§ What is asked: Convert the stretch of the material below, from the line containing "If any horse's tail" through the line containing "xmin=123 ymin=90 xmax=134 ymax=105", into a JSON list of strings with one string per line and no blank lines. Include only those lines.

#### Data for this exercise ####

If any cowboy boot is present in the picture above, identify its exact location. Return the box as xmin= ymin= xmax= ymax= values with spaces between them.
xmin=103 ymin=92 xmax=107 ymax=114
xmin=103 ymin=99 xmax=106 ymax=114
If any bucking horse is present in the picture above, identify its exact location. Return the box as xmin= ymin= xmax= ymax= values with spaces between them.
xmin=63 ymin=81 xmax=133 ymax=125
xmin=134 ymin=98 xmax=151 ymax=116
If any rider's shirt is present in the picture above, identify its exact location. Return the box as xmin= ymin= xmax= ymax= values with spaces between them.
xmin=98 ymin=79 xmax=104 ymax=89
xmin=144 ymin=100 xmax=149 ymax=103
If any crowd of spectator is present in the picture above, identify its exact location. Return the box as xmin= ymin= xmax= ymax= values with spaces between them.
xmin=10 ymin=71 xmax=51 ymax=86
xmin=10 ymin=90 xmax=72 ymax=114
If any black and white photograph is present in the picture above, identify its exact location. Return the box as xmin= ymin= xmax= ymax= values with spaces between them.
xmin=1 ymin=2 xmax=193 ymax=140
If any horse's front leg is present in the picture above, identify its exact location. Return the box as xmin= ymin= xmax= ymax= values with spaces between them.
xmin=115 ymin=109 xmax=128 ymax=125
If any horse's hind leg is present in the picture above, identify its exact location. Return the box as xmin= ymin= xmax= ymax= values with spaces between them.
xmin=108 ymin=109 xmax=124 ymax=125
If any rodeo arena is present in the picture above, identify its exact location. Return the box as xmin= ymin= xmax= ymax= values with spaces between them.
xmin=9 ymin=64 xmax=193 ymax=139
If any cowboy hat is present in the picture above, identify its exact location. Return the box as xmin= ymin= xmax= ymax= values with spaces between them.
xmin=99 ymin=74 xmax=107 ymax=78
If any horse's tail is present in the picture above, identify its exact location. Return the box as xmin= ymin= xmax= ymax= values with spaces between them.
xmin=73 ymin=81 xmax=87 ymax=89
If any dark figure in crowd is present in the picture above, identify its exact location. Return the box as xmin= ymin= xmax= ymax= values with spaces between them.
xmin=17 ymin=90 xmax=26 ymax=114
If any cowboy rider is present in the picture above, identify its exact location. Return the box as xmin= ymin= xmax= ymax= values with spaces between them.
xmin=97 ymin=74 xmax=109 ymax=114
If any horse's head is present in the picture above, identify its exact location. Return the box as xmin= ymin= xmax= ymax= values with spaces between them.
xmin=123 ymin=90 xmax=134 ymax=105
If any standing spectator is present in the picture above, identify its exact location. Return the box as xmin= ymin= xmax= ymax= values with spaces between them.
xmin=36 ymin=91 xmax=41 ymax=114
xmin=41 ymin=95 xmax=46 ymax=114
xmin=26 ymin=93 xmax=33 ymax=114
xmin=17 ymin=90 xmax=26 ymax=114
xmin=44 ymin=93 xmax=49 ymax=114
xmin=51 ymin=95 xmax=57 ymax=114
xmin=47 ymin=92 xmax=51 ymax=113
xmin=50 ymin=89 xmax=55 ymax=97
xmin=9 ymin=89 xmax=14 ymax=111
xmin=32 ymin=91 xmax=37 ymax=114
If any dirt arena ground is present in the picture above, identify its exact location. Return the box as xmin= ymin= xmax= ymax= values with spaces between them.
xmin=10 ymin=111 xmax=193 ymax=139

####

§ Solution for this exercise:
[
  "If any horse's tail is present in the picture above, identify its exact location. Return the box as xmin= ymin= xmax= ymax= values with spaces between them.",
  "xmin=73 ymin=81 xmax=87 ymax=89",
  "If any dark figure in crowd is present in the picture above, identify its exact location. Return the box as xmin= ymin= xmax= ymax= values with spaces between them.",
  "xmin=17 ymin=90 xmax=26 ymax=114",
  "If any cowboy rider is present in the picture above, identify its exact location. Return the box as xmin= ymin= xmax= ymax= values with spaces between them.",
  "xmin=97 ymin=74 xmax=109 ymax=114",
  "If any horse's head is present in the picture above, identify its exact location. Return the box as xmin= ymin= xmax= ymax= values with spaces between them.",
  "xmin=123 ymin=90 xmax=134 ymax=105"
]